Data supplied:
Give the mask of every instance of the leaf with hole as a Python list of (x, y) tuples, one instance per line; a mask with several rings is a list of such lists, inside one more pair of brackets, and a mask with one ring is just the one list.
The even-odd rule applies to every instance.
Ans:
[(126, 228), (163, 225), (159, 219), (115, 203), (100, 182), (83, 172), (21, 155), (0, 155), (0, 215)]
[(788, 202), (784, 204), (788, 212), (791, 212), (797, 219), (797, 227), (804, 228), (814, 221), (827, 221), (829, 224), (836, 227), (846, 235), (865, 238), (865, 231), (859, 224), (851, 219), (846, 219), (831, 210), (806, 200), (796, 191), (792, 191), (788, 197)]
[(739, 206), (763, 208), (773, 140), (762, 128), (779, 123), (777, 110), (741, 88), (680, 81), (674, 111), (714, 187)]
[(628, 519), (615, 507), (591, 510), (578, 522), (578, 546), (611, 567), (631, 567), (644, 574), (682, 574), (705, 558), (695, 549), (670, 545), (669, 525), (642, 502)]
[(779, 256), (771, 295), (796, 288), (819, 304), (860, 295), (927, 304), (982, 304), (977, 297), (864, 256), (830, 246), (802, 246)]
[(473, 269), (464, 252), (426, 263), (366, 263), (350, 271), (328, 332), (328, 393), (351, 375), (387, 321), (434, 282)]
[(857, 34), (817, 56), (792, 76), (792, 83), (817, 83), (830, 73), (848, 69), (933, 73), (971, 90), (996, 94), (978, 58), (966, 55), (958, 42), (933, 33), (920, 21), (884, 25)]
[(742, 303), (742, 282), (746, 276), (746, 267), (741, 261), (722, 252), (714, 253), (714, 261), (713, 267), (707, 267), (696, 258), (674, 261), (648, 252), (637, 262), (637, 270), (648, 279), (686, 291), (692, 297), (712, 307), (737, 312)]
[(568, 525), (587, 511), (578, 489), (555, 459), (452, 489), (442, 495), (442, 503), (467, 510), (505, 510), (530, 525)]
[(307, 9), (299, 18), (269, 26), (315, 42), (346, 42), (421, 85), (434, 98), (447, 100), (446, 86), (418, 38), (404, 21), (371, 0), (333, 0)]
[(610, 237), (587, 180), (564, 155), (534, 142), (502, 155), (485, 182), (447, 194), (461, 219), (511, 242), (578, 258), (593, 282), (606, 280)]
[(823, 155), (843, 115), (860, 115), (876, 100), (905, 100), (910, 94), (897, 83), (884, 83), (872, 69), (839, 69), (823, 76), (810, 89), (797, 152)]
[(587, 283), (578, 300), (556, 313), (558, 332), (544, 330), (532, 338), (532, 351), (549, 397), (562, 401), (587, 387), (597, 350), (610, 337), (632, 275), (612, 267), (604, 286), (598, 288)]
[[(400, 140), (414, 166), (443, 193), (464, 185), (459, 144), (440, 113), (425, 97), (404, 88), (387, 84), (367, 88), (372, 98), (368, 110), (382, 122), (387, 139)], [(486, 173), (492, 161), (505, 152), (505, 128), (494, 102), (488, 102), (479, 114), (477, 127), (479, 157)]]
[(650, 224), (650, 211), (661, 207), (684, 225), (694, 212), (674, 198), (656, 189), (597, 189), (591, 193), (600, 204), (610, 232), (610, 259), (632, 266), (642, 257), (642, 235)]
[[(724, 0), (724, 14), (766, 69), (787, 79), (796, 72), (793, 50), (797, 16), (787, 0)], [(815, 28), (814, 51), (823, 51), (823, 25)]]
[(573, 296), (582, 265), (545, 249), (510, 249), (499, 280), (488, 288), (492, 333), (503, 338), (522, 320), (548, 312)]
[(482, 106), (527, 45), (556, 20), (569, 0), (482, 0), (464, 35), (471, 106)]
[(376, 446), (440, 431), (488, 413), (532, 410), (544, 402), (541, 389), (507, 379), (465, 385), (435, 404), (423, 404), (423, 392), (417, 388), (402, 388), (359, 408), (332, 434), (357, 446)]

Task objective: Rewrite every line of the data above as a numbered list, leaving out any blank lines.

Result below:
1. Give the mask of every instance of the leaf with hole as a Python list of (x, y) tuples, one instance per line; a mask with several rings is a list of such lists, inside one more pair of brackets, and a mask with one ring is just the one list.
2. The even-odd rule applies to every instance.
3. Ans:
4. [(126, 228), (163, 225), (159, 219), (115, 203), (100, 182), (83, 172), (21, 155), (0, 155), (0, 215)]
5. [(788, 202), (784, 204), (788, 212), (791, 212), (797, 219), (797, 227), (804, 228), (814, 221), (827, 221), (829, 224), (836, 227), (846, 235), (865, 238), (865, 231), (859, 224), (851, 219), (846, 219), (831, 210), (806, 200), (796, 191), (792, 191), (788, 197)]
6. [(739, 206), (763, 208), (773, 140), (762, 128), (779, 123), (777, 110), (741, 88), (680, 81), (674, 111), (714, 187)]
7. [(628, 519), (615, 507), (591, 510), (578, 522), (578, 546), (611, 567), (631, 567), (644, 574), (682, 574), (705, 558), (695, 549), (670, 545), (669, 525), (642, 502)]
8. [(779, 256), (771, 295), (796, 288), (819, 304), (860, 295), (927, 304), (982, 304), (977, 297), (864, 256), (830, 246), (802, 246)]
9. [(473, 269), (464, 252), (426, 263), (366, 263), (350, 271), (328, 332), (328, 393), (351, 375), (387, 321), (434, 282)]
10. [(857, 34), (817, 56), (792, 76), (792, 83), (817, 83), (830, 73), (848, 69), (933, 73), (971, 90), (996, 94), (978, 58), (966, 55), (958, 42), (933, 33), (920, 21), (884, 25)]
11. [(742, 303), (742, 282), (746, 276), (746, 267), (741, 261), (722, 252), (714, 253), (714, 261), (713, 267), (707, 267), (696, 258), (674, 261), (648, 252), (637, 262), (637, 270), (648, 279), (686, 291), (692, 297), (712, 307), (737, 312)]
12. [(568, 525), (587, 511), (578, 489), (555, 459), (452, 489), (442, 495), (442, 503), (467, 510), (505, 510), (530, 525)]
13. [(307, 9), (299, 18), (269, 26), (315, 42), (346, 42), (421, 85), (434, 98), (447, 100), (446, 86), (418, 38), (404, 21), (371, 0), (333, 0)]
14. [(610, 237), (587, 180), (564, 155), (534, 142), (502, 155), (485, 182), (447, 194), (461, 219), (511, 242), (578, 258), (593, 282), (606, 280)]
15. [(823, 155), (843, 115), (860, 115), (876, 100), (905, 100), (910, 94), (897, 83), (884, 83), (872, 69), (839, 69), (823, 76), (810, 89), (797, 152)]
16. [(587, 283), (578, 300), (556, 313), (558, 332), (544, 330), (532, 338), (532, 351), (549, 397), (562, 401), (587, 387), (597, 350), (610, 337), (632, 275), (612, 267), (604, 286), (598, 288)]
17. [[(400, 140), (414, 166), (443, 193), (464, 185), (459, 144), (440, 113), (425, 97), (404, 88), (387, 84), (367, 88), (372, 98), (368, 110), (382, 122), (387, 139)], [(486, 173), (492, 161), (505, 152), (505, 128), (494, 102), (488, 102), (479, 114), (477, 127), (479, 157)]]
18. [(650, 224), (650, 211), (661, 207), (684, 225), (694, 212), (674, 198), (656, 189), (597, 189), (591, 193), (600, 204), (610, 232), (610, 259), (632, 266), (642, 257), (642, 235)]
19. [[(724, 0), (724, 14), (766, 69), (787, 79), (796, 72), (793, 50), (797, 16), (787, 0)], [(815, 28), (814, 51), (823, 51), (823, 25)]]
20. [(573, 296), (582, 265), (545, 249), (510, 249), (499, 280), (488, 288), (492, 333), (503, 338), (522, 320), (548, 312)]
21. [(482, 106), (527, 45), (556, 20), (569, 0), (482, 0), (464, 35), (471, 106)]
22. [(376, 446), (440, 431), (488, 413), (532, 410), (544, 402), (541, 389), (507, 379), (465, 385), (435, 404), (423, 404), (423, 392), (417, 388), (402, 388), (359, 408), (332, 434), (357, 446)]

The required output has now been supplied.